* WHAT NEEDS TO BE DONE:
Which lines in the items below contain the string "large", with case counting? Show each such line in full.
— start of MATERIAL PROVIDED —
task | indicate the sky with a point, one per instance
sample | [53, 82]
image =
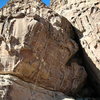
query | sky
[3, 2]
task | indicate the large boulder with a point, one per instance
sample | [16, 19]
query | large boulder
[85, 17]
[37, 46]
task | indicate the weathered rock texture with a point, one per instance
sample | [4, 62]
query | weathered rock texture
[37, 46]
[85, 17]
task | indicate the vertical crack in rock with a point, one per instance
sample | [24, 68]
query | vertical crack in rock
[85, 17]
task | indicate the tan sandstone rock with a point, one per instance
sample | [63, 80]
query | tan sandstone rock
[37, 46]
[85, 17]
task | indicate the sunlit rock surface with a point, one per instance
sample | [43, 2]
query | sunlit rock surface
[85, 17]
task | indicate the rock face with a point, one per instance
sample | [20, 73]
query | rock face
[37, 46]
[85, 17]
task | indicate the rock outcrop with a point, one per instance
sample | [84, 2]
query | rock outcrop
[37, 46]
[85, 17]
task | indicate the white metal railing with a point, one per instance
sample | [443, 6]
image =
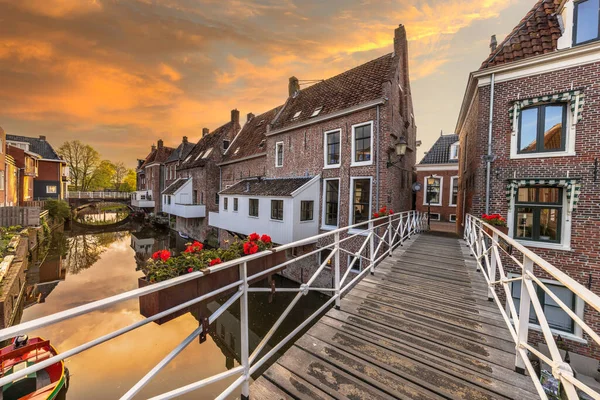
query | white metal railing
[490, 247]
[381, 235]
[99, 195]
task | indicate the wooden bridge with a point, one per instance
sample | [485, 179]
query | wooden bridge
[421, 327]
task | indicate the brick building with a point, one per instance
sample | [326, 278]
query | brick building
[325, 158]
[438, 175]
[542, 83]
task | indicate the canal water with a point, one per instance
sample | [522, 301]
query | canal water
[76, 270]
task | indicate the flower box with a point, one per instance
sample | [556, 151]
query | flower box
[157, 302]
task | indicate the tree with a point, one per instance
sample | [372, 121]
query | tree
[119, 176]
[82, 160]
[130, 181]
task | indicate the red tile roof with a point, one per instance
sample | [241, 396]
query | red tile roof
[251, 139]
[351, 88]
[537, 33]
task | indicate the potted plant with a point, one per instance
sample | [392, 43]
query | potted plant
[163, 266]
[497, 221]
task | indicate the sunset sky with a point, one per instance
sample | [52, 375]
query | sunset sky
[120, 74]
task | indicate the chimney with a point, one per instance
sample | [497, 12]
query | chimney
[235, 116]
[293, 86]
[493, 43]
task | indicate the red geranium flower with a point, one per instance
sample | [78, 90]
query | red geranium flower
[265, 239]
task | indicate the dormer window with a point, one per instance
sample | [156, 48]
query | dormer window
[586, 26]
[454, 150]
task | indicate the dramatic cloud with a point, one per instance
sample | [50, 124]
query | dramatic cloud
[120, 74]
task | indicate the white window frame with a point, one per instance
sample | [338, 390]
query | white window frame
[454, 150]
[277, 147]
[361, 163]
[331, 166]
[351, 203]
[565, 240]
[441, 178]
[324, 208]
[452, 179]
[576, 336]
[570, 131]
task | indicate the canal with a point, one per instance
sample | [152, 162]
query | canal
[77, 269]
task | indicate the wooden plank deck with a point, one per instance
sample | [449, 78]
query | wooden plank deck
[420, 328]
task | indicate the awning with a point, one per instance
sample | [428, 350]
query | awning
[574, 97]
[571, 184]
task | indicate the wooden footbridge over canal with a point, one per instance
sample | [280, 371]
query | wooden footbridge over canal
[421, 327]
[427, 317]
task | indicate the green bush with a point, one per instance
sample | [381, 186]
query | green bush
[58, 210]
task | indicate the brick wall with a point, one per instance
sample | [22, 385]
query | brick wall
[583, 261]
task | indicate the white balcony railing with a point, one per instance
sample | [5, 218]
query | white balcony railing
[381, 236]
[496, 255]
[185, 210]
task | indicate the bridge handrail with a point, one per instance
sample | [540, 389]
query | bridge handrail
[492, 249]
[390, 230]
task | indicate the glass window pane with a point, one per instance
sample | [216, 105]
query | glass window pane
[524, 223]
[549, 195]
[549, 224]
[528, 132]
[553, 127]
[587, 21]
[526, 195]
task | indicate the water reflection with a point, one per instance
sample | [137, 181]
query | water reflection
[74, 270]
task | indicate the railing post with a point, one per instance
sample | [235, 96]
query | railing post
[492, 270]
[372, 247]
[245, 351]
[390, 235]
[524, 306]
[337, 269]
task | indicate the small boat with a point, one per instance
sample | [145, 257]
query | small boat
[44, 384]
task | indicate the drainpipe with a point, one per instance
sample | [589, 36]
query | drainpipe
[489, 157]
[377, 163]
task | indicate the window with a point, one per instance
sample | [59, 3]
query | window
[253, 207]
[277, 210]
[587, 23]
[360, 200]
[453, 190]
[433, 190]
[557, 318]
[332, 197]
[454, 150]
[279, 154]
[542, 129]
[362, 143]
[306, 210]
[538, 214]
[357, 267]
[332, 148]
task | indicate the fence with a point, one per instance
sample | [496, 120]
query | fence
[381, 236]
[24, 216]
[495, 255]
[99, 195]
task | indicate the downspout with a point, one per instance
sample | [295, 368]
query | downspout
[489, 157]
[377, 163]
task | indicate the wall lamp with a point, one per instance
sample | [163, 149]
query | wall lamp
[400, 150]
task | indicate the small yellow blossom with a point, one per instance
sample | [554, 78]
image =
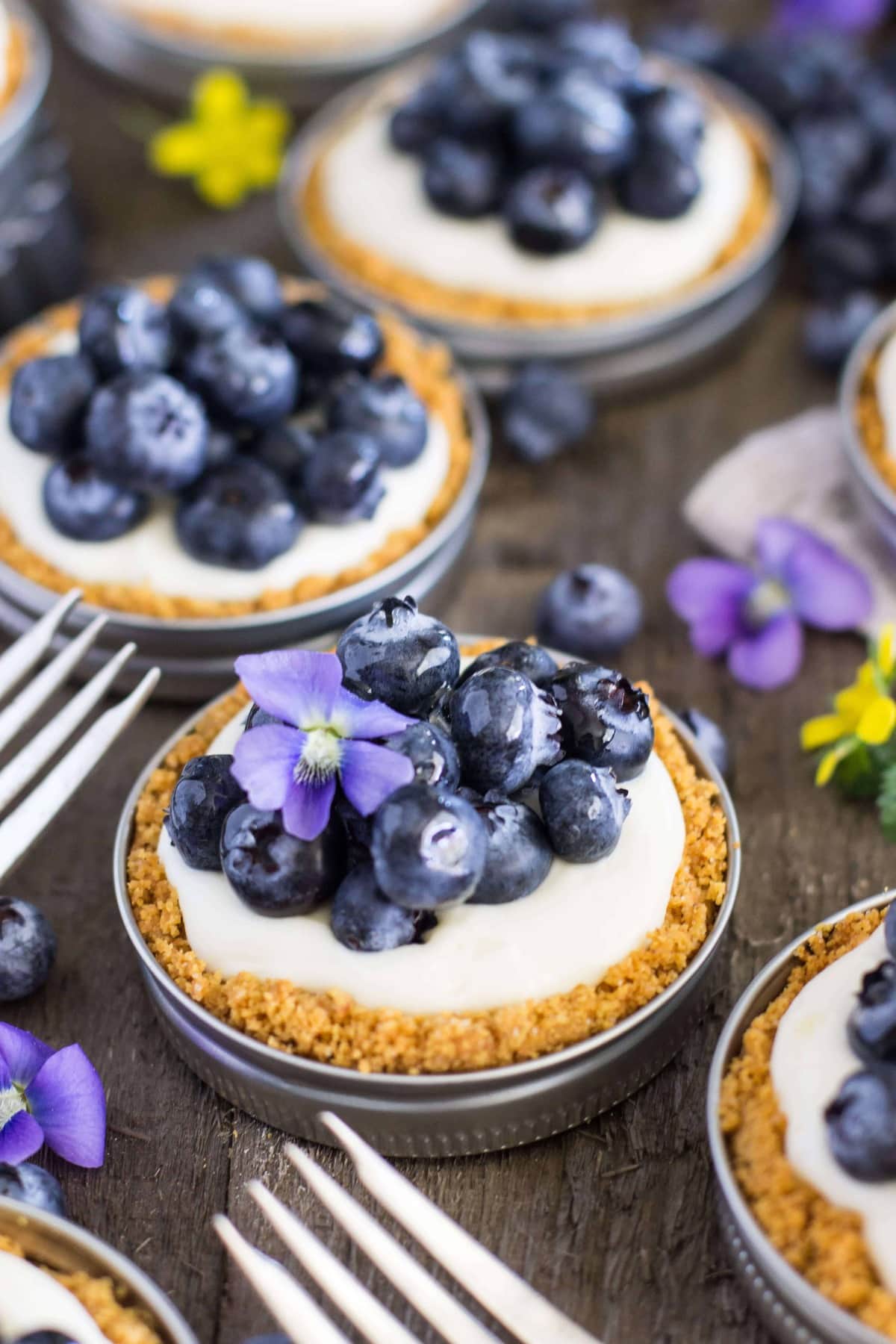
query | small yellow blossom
[231, 147]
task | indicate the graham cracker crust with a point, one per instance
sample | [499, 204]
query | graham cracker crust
[426, 366]
[332, 1028]
[821, 1241]
[101, 1300]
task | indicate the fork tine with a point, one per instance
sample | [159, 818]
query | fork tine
[289, 1304]
[375, 1323]
[508, 1297]
[435, 1303]
[27, 650]
[34, 815]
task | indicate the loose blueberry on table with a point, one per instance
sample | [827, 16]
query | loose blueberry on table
[252, 414]
[394, 784]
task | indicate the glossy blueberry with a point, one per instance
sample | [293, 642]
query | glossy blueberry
[432, 753]
[240, 515]
[583, 811]
[862, 1127]
[528, 659]
[591, 611]
[148, 433]
[122, 329]
[33, 1186]
[519, 853]
[364, 920]
[274, 873]
[401, 656]
[551, 210]
[27, 949]
[49, 401]
[199, 804]
[544, 411]
[429, 848]
[606, 721]
[504, 729]
[246, 376]
[84, 505]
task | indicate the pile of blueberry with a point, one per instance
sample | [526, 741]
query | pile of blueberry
[862, 1120]
[514, 759]
[254, 414]
[548, 127]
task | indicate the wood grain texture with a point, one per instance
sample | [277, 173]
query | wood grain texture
[615, 1222]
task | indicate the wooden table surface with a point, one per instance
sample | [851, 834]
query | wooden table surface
[615, 1222]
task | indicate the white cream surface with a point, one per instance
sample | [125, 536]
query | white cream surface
[152, 557]
[31, 1300]
[370, 187]
[578, 924]
[810, 1061]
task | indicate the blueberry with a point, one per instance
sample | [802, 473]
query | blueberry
[274, 873]
[551, 210]
[27, 949]
[148, 433]
[343, 477]
[49, 402]
[528, 659]
[240, 515]
[591, 611]
[122, 329]
[711, 739]
[606, 721]
[401, 656]
[203, 796]
[33, 1186]
[583, 811]
[364, 920]
[246, 376]
[519, 853]
[862, 1127]
[432, 753]
[544, 411]
[504, 729]
[429, 848]
[84, 505]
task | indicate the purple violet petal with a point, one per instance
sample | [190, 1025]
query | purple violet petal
[69, 1102]
[293, 685]
[22, 1053]
[265, 764]
[770, 658]
[20, 1139]
[371, 773]
[308, 808]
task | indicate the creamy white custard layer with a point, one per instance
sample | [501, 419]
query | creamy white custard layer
[375, 196]
[579, 922]
[810, 1061]
[152, 557]
[31, 1300]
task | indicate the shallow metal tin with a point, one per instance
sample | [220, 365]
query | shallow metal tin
[788, 1304]
[448, 1115]
[612, 354]
[168, 66]
[66, 1248]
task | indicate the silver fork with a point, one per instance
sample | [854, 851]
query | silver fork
[34, 813]
[503, 1293]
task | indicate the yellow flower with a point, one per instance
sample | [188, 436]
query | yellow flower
[230, 147]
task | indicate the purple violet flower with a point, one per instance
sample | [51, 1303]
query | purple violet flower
[327, 734]
[756, 616]
[49, 1097]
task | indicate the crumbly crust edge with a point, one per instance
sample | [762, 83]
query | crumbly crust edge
[332, 1028]
[818, 1239]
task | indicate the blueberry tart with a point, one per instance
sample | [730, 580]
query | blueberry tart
[411, 856]
[222, 445]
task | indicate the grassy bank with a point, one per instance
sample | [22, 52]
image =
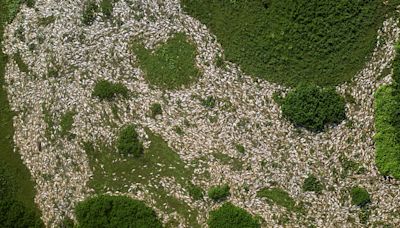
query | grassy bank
[16, 171]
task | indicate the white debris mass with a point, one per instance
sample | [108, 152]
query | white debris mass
[276, 153]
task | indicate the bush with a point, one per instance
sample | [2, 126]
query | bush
[15, 214]
[195, 192]
[231, 216]
[128, 142]
[285, 41]
[359, 197]
[106, 90]
[312, 184]
[155, 110]
[89, 12]
[386, 138]
[115, 211]
[209, 102]
[219, 193]
[106, 8]
[312, 107]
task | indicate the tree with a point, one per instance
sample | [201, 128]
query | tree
[313, 107]
[115, 211]
[231, 216]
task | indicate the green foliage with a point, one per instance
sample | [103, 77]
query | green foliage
[312, 107]
[386, 138]
[360, 197]
[315, 41]
[89, 12]
[106, 8]
[171, 65]
[209, 102]
[113, 172]
[15, 214]
[128, 142]
[278, 196]
[219, 193]
[30, 3]
[195, 192]
[106, 90]
[15, 174]
[155, 110]
[115, 211]
[231, 216]
[312, 184]
[240, 148]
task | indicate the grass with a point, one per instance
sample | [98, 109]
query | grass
[171, 65]
[117, 172]
[311, 41]
[19, 174]
[387, 147]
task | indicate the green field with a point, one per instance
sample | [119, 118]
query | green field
[19, 177]
[289, 42]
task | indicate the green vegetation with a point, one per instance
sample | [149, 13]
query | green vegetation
[17, 190]
[195, 192]
[106, 90]
[240, 148]
[387, 124]
[209, 102]
[219, 193]
[128, 142]
[106, 7]
[89, 12]
[360, 197]
[312, 184]
[114, 172]
[278, 196]
[115, 211]
[311, 41]
[312, 107]
[231, 216]
[170, 66]
[155, 110]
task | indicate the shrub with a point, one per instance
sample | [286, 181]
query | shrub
[106, 90]
[312, 184]
[172, 65]
[128, 142]
[115, 211]
[155, 110]
[89, 12]
[240, 148]
[312, 107]
[285, 41]
[219, 193]
[15, 214]
[278, 196]
[231, 216]
[360, 197]
[195, 192]
[386, 138]
[106, 8]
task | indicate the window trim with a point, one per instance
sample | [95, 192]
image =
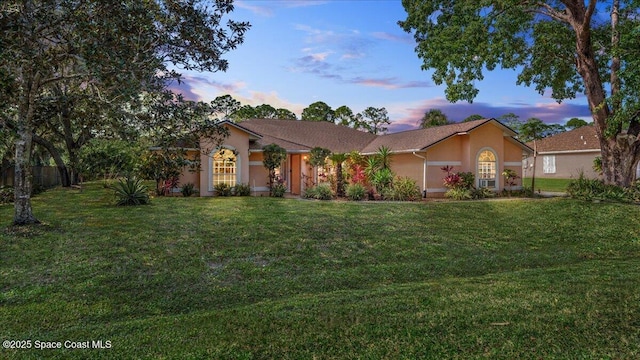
— end of MATERIAL PROVIDED —
* EXERCISE RESULT:
task | indicate the large boulder with a point, one per instance
query | large boulder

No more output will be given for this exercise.